§ **YOUR TASK**
In full and without alteration, print the records below, minus any images.

------ AVAILABLE RECORDS

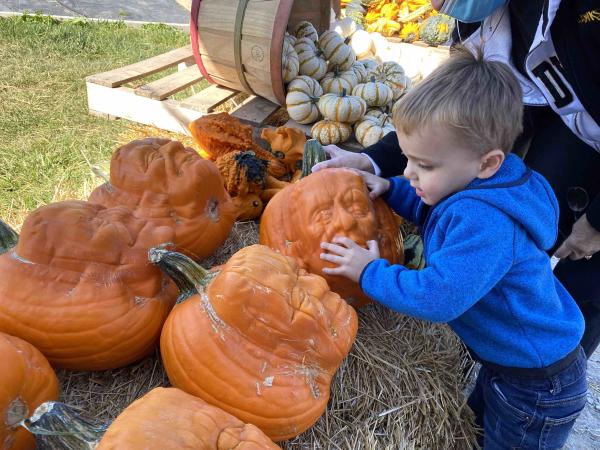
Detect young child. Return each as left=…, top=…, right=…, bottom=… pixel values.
left=320, top=48, right=587, bottom=449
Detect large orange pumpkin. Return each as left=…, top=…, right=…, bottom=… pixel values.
left=151, top=245, right=358, bottom=441
left=0, top=201, right=178, bottom=370
left=89, top=138, right=236, bottom=260
left=0, top=332, right=59, bottom=450
left=97, top=387, right=281, bottom=450
left=259, top=168, right=403, bottom=307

------------

§ **ANSWER FOR THIS EXERCISE**
Detect young child. Return each as left=…, top=…, right=…, bottom=… pixel values.
left=320, top=48, right=587, bottom=449
Detect large orange pumpkin. Return each as left=…, top=…, right=…, bottom=… pixel values.
left=151, top=245, right=358, bottom=441
left=0, top=201, right=178, bottom=370
left=89, top=138, right=236, bottom=260
left=0, top=332, right=59, bottom=450
left=97, top=387, right=281, bottom=450
left=259, top=168, right=403, bottom=307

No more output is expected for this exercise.